- **How to complete this task**: Copy every line of the records below that holds the word "railing".

■ ■ ■ ■ ■ ■ ■

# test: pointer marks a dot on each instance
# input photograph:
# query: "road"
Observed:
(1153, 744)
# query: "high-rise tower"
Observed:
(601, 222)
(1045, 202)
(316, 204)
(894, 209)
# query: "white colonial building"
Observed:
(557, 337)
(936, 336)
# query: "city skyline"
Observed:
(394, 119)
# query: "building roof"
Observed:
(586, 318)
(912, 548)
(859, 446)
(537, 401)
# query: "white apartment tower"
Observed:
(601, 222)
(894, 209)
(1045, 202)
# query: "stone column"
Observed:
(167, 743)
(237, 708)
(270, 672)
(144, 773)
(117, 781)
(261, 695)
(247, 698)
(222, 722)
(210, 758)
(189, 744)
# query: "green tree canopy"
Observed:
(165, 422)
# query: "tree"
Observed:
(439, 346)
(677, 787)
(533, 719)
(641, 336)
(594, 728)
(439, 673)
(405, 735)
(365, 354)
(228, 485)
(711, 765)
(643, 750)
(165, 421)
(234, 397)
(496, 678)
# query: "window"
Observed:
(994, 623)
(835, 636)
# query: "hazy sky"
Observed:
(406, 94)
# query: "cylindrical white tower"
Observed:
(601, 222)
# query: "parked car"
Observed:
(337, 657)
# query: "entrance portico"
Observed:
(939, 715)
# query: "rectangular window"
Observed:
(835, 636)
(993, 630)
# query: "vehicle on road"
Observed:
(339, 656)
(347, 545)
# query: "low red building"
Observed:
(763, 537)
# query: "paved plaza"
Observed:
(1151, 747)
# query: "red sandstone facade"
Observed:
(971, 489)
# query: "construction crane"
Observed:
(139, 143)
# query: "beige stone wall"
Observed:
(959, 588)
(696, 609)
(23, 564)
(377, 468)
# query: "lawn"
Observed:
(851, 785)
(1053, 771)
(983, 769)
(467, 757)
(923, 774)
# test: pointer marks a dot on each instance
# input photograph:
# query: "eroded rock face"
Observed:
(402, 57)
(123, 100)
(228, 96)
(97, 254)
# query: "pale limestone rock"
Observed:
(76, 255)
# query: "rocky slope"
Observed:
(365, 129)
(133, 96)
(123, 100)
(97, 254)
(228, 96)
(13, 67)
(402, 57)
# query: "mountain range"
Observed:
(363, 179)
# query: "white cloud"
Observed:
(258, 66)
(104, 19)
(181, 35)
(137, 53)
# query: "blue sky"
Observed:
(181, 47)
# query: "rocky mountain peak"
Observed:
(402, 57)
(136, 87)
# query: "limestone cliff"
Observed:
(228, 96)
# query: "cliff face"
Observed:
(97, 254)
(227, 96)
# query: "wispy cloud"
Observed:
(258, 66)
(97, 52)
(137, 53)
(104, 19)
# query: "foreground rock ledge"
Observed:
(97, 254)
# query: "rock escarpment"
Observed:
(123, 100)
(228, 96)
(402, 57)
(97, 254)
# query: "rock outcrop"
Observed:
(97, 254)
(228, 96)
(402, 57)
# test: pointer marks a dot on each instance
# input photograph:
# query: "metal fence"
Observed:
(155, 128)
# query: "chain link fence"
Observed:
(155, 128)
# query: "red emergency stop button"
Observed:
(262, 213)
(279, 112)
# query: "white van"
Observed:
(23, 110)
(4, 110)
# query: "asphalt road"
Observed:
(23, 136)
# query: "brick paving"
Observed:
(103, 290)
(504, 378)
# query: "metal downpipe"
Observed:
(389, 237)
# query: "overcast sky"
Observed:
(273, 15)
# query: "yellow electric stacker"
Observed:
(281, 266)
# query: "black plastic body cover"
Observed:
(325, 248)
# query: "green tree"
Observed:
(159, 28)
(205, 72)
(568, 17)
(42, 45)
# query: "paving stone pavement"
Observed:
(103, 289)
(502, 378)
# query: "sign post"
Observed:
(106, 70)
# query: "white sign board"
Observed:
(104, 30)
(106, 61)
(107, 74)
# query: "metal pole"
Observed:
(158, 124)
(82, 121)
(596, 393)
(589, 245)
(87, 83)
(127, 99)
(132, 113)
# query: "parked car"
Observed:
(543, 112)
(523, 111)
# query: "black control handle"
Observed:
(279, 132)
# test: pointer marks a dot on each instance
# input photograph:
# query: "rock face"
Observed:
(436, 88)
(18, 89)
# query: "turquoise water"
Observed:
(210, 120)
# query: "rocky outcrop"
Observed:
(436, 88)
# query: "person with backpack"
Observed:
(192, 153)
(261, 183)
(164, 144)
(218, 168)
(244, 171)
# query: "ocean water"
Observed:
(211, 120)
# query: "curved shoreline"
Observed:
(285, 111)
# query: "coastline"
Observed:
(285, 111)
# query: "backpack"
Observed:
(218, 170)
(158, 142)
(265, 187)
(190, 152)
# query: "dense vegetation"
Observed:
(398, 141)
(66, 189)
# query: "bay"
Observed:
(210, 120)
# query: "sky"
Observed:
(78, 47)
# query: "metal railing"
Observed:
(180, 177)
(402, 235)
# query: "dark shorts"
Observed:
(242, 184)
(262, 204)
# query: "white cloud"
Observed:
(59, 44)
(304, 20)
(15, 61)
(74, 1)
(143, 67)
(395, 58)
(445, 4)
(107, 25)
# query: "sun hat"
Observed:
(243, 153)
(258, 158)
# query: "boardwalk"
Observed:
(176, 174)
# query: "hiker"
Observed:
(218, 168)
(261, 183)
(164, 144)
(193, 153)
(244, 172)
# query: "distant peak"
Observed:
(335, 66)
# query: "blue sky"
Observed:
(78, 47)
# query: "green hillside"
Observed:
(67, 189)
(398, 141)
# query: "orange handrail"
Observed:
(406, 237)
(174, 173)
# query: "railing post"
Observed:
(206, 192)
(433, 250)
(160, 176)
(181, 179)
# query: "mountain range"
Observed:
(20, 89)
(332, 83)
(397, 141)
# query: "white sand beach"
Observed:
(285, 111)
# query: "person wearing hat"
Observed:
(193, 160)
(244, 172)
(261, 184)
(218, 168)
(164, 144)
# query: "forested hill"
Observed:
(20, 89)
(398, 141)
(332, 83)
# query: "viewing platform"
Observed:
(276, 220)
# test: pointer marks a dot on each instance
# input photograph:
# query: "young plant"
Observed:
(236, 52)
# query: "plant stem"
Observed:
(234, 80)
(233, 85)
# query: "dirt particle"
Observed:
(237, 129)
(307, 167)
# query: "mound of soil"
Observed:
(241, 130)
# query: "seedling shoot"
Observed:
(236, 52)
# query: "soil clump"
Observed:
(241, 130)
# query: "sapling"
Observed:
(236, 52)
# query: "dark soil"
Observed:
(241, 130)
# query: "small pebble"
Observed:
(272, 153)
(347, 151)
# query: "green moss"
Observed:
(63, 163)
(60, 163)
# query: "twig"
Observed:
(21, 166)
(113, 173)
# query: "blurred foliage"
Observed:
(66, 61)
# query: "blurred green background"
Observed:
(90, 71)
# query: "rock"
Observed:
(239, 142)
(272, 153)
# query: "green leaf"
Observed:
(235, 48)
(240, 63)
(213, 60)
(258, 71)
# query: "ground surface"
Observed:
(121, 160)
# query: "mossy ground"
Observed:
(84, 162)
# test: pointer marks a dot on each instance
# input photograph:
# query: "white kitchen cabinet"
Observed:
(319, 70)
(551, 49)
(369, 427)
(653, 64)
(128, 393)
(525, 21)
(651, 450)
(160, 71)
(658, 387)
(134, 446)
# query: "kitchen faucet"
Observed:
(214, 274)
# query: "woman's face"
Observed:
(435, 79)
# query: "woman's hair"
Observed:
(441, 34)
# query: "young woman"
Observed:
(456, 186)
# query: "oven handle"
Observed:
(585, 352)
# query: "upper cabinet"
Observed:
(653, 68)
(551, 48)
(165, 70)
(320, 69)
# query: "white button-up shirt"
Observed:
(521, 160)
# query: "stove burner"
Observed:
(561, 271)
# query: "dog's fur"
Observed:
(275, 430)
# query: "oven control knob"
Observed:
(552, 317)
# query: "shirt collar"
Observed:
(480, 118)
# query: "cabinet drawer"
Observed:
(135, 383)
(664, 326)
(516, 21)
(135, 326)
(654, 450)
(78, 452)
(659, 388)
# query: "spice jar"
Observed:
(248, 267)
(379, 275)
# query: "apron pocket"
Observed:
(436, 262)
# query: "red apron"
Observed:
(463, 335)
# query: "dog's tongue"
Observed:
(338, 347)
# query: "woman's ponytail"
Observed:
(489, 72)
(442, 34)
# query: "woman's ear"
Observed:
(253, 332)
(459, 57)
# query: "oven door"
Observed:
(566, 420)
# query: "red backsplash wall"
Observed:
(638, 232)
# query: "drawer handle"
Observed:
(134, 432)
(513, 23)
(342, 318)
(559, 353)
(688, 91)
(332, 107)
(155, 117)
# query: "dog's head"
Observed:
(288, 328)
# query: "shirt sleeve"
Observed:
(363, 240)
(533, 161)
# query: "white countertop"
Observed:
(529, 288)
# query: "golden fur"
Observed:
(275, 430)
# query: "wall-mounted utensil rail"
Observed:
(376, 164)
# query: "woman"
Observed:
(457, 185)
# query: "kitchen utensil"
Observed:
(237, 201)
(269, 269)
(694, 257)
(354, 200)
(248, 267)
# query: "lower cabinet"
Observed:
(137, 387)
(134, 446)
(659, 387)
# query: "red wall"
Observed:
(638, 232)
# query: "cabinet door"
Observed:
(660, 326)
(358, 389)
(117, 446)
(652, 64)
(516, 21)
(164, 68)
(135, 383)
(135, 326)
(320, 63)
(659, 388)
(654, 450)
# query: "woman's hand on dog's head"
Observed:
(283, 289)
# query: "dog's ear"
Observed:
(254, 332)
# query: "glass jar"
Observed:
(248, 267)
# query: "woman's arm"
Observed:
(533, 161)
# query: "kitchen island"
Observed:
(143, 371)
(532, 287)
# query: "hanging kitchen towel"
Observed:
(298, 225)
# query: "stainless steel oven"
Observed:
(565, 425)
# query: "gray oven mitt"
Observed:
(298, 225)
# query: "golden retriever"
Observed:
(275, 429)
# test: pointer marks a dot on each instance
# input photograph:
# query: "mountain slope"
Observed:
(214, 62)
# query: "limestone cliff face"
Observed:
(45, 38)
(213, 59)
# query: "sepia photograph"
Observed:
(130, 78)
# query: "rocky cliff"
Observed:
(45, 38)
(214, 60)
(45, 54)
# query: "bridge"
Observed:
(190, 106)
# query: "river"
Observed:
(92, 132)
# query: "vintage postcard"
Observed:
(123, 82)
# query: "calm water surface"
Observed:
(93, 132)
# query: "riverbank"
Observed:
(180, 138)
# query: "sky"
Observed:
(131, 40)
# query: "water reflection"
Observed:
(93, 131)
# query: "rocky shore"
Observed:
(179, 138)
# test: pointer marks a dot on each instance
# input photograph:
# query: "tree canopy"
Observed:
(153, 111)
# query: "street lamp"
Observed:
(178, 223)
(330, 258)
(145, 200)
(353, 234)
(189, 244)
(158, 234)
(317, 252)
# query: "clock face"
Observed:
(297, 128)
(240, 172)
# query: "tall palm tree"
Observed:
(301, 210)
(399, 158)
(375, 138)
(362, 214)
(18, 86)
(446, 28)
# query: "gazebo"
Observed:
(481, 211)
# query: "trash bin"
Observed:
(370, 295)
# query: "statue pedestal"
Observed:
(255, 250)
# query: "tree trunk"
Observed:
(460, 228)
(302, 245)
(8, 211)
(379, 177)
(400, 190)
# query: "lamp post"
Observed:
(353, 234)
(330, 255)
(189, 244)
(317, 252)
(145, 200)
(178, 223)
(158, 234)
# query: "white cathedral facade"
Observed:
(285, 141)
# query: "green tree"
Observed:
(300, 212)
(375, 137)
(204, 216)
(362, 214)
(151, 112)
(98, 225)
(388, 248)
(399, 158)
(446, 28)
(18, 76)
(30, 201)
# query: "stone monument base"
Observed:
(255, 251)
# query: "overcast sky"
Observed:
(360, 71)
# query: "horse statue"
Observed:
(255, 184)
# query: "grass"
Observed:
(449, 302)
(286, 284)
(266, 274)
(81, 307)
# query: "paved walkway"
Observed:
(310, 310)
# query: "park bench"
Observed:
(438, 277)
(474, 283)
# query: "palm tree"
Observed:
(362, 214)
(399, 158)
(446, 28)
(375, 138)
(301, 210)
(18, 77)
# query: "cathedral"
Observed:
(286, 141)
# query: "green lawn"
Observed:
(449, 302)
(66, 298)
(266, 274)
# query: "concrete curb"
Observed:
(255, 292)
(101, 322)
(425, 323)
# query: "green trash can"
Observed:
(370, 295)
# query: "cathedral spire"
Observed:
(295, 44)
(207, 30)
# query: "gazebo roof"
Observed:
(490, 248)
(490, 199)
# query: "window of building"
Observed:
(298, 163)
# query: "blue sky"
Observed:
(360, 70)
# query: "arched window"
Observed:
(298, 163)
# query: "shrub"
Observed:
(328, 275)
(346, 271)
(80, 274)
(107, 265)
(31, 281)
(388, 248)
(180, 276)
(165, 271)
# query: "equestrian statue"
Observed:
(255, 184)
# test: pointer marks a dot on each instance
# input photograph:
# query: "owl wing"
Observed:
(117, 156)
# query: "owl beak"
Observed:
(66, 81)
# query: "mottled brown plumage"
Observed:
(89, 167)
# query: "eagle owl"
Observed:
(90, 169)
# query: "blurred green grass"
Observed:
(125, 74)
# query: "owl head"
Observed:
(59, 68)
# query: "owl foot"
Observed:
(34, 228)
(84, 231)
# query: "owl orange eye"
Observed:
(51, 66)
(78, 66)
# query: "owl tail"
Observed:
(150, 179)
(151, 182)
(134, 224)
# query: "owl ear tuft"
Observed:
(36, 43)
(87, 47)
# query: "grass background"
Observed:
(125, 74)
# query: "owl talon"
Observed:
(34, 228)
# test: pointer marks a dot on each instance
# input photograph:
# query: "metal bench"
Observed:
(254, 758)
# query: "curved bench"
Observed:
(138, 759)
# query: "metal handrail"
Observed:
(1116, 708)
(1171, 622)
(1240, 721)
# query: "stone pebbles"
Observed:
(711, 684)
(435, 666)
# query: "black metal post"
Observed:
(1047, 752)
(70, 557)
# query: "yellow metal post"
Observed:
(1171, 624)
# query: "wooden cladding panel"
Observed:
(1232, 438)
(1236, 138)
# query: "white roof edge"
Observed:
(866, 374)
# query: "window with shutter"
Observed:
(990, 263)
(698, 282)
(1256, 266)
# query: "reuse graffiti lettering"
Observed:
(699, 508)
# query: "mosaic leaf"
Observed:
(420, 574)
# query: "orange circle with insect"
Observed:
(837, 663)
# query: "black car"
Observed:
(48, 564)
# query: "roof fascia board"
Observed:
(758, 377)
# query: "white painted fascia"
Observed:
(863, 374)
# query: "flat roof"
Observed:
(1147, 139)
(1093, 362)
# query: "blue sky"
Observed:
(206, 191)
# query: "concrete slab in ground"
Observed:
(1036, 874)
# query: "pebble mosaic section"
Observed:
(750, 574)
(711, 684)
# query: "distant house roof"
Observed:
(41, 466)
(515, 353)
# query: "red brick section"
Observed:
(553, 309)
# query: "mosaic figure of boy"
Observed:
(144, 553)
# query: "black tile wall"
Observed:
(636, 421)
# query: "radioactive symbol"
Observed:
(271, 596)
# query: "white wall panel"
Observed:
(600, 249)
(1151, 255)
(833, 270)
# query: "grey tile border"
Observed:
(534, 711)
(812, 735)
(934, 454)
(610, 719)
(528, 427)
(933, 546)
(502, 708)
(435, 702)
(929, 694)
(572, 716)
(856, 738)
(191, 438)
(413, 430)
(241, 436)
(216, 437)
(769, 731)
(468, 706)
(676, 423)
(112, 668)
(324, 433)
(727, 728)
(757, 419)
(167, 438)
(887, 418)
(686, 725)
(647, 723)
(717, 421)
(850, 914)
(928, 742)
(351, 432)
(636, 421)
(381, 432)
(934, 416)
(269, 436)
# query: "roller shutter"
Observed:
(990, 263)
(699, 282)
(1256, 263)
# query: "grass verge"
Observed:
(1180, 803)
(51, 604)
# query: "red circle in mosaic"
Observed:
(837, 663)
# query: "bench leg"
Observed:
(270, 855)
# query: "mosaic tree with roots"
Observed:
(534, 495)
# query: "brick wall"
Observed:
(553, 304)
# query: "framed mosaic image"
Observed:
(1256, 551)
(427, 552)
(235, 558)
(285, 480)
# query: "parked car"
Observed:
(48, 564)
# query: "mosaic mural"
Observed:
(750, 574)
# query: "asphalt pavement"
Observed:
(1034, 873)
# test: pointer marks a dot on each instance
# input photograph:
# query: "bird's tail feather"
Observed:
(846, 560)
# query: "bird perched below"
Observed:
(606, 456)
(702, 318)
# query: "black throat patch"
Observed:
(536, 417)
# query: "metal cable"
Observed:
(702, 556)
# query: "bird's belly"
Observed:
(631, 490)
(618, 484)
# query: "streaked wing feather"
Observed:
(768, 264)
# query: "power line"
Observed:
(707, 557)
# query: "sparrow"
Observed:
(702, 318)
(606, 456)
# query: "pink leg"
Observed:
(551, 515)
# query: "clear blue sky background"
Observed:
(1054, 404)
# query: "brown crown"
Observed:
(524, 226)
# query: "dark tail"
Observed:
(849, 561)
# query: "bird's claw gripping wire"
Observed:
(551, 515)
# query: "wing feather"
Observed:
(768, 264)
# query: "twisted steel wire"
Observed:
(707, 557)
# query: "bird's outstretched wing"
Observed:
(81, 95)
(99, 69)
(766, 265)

■ ■ ■ ■ ■ ■ ■

- **Answer section**:
# query: "metal railing"
# query: "railing post"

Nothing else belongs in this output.